◆ **Exercise aim**
Copy the rows again, starting at the line that contains "segment: birch tree" and stopping after the last line of the rows, with both ends included and the requests kept. In the answers, multiply every path coordinate by 0.9 and round to whole numbers, rounding halves up.

━━━━━ Provided entries

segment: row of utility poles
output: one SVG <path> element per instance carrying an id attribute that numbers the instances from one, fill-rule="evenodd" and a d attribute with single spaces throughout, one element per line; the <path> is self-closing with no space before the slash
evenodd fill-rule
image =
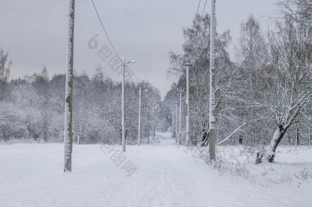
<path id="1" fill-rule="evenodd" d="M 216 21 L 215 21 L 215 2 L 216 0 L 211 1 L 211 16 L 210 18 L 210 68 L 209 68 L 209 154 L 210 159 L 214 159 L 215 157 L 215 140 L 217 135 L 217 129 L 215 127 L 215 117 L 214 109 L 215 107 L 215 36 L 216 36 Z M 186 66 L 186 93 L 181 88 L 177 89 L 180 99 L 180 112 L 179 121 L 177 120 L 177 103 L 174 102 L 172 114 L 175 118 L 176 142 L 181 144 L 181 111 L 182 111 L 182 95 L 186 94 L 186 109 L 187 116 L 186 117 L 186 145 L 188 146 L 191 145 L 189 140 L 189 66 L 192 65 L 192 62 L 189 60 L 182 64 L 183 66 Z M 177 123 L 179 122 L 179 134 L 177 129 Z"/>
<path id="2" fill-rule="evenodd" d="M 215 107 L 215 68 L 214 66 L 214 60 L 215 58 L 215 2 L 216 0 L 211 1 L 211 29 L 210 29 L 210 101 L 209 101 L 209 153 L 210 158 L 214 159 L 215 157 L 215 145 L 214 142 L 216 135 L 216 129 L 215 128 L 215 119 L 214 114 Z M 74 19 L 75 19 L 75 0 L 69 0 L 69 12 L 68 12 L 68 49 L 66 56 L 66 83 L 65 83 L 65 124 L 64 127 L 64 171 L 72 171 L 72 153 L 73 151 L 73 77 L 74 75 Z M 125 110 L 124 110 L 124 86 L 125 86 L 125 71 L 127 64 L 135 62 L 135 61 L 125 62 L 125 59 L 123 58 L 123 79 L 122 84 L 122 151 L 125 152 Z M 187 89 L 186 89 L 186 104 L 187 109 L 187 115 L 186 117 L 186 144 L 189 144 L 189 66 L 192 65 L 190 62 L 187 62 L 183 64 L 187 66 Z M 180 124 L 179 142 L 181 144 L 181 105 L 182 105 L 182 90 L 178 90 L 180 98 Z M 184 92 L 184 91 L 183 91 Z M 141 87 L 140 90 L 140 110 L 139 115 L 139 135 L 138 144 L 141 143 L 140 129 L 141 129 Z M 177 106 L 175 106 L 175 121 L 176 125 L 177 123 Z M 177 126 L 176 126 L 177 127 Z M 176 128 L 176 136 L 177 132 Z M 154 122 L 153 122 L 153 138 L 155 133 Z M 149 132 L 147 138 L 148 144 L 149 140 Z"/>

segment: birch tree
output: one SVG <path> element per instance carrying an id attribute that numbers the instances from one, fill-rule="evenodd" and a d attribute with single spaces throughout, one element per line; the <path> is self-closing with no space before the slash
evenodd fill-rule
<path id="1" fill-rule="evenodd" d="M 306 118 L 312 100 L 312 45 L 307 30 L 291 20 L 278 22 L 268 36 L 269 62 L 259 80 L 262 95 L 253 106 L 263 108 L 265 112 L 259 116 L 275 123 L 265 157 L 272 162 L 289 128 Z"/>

━━━━━━━━━━

◆ **Output of the task**
segment: birch tree
output: one SVG <path> element per instance carrying an id attribute that numbers the instances from one, fill-rule="evenodd" and a d attribute with single spaces throughout, one element per line; the <path> is self-closing with no space before the slash
evenodd fill-rule
<path id="1" fill-rule="evenodd" d="M 275 106 L 281 90 L 281 41 L 276 27 L 262 18 L 250 20 L 241 32 L 242 56 L 233 72 L 236 86 L 228 95 L 237 97 L 239 101 L 233 104 L 248 111 L 239 141 L 245 146 L 260 115 Z"/>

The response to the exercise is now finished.